• Article
= = = =
Re: [PATCH 1/1] SUNRPC: fix handling of half-closed connection

From: Dave Wysochanski <dwysocha@redhat.com>
To: Trond Myklebust <trondmy@hammerspace.com>,
	"olga.kornievskaia@gmail.com" <olga.kornievskaia@gmail.com>
Cc: "anna.schumaker@netapp.com" <anna.schumaker@netapp.com>,
	"linux-nfs@vger.kernel.org" <linux-nfs@vger.kernel.org>
Subject: Re: [PATCH 1/1] SUNRPC: fix handling of half-closed connection
Date: Sat, 23 Feb 2019 12:31:13 -0500	[thread overview]
Message-ID: <1550943073.4890.1.camel@redhat.com> (raw)
In-Reply-To: <cac1ddc0f4f2e70e1bfc2dc142f9675b68073440.camel@hammerspace.com>

On Fri, 2019-02-22 at 20:00 +0000, Trond Myklebust wrote:
> On Fri, 2019-02-22 at 14:17 -0500, Dave Wysochanski wrote:
> > On Fri, 2019-02-22 at 12:10 -0500, Olga Kornievskaia wrote:
> > > On Fri, Feb 22, 2019 at 11:32 AM Dave Wysochanski <
> > > dwysocha@redhat.co
> > > m> wrote:
> > > > On Fri, 2019-02-22 at 09:44 -0500, Olga Kornievskaia wrote:
> > > > > Hi Dave,
> > > > > 
> > > > > A re-producer is a server that sends an ACK to the client's
> > > > > FIN/ACK
> > > > > request and does nothing afterwards (I can reproduce it 100%
> > > > > with
> > > > > a
> > > > > hacked up server. It was discovered with a "broken" server
> > > > > that
> > > > > doesn't fully closes a connection). It leave this client
> > > > > unable
> > > > > to
> > > > > connect to this server again indefinitely/forever/reboot
> > > > > required
> > > > > kind
> > > > > of state. Once it was considered that doing something like
> > > > > that
> > > > > to
> > > > > the
> > > > > client is a form of an attack (denial-of-server) and thus the
> > > > > kernel
> > > > > has a tcp_fin_timeout option after which the kernel will
> > > > > abort
> > > > > the
> > > > > connection. However this only applies to the sockets that
> > > > > have
> > > > > been
> > > > > closed by the client. This is NOT the case. NFS does not
> > > > > close
> > > > > the
> > > > > connection and it ignores kernel's notification of FIN_WAIT2
> > > > > state.
> > > > > 
> > > > 
> > > > Interesting.  I had the same reproducer but eventually an RST
> > > > would
> > > > get
> > > > sent from the NFS client due to the TCP keepalives.  It sounds
> > > > like
> > > > that is not the case anymore.  When I did my testing was over a
> > > > year
> > > > and a half ago though.
> > > 
> > > after the keepalives the TCP also sends a FIN/ACK if the server
> > > properly sent a FIN/ACK back, then keep alive will indeed be
> > > sufficient. Can you check if in your trace server in one time
> > > sent
> > > just an ACK but in another case sent the FIN/ACK?
= = = =
• Data extract
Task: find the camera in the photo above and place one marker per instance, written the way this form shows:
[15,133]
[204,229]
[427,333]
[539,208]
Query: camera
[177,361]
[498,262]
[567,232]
= = = =
• Written tasks
A. For each statement, say whether it agrees with the message, answering yes or no and quoting the deciding words: (i) Olga can reproduce the problem every time with a hacked up server. (ii) The tcp_fin_timeout option applies to sockets closed by the server. (iii) Dave says an RST was eventually sent by the NFS client because of TCP keepalives.
B. Reproduce the portion of the message that begins with the words containing "From: Dave Wysochanski" and ends with "Message-ID: <1550943073.4890.1.camel@redhat.com> (raw)".
The listing has no connection to the message.

• Exercise answers
A.
(i) Yes: "I can reproduce it 100%"
(ii) No: "closed by the client"
(iii) Yes: "sent from the NFS client due to the TCP keepalives"

B.
From: Dave Wysochanski <dwysocha@redhat.com>
To: Trond Myklebust <trondmy@hammerspace.com>,
	"olga.kornievskaia@gmail.com" <olga.kornievskaia@gmail.com>
Cc: "anna.schumaker@netapp.com" <anna.schumaker@netapp.com>,
	"linux-nfs@vger.kernel.org" <linux-nfs@vger.kernel.org>
Subject: Re: [PATCH 1/1] SUNRPC: fix handling of half-closed connection
Date: Sat, 23 Feb 2019 12:31:13 -0500	[thread overview]
Message-ID: <1550943073.4890.1.camel@redhat.com> (raw)